_DATA ROWS_
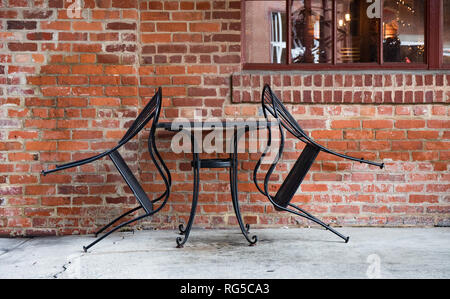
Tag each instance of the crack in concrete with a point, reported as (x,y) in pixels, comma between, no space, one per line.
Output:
(67,265)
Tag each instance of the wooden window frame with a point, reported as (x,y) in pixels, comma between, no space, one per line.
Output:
(433,44)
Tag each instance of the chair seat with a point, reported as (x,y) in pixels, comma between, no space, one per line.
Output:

_WHAT YOU NEED TO DO_
Write out all the rows above word for word, leaving out the pictures.

_EXERCISE OUTPUT_
Tag each instance of the crack in concrete with a point, reported as (x,y) in pixels, comma between, no space, one per line.
Output:
(67,265)
Tag each instance of the wooden window frame with a point, reported as (x,y) in pixels, comma between, no space, one per line.
Output:
(433,44)
Tag each instance of the chair seat with a point, reported as (x,y) in pixels, comma between, no space, one per line.
Output:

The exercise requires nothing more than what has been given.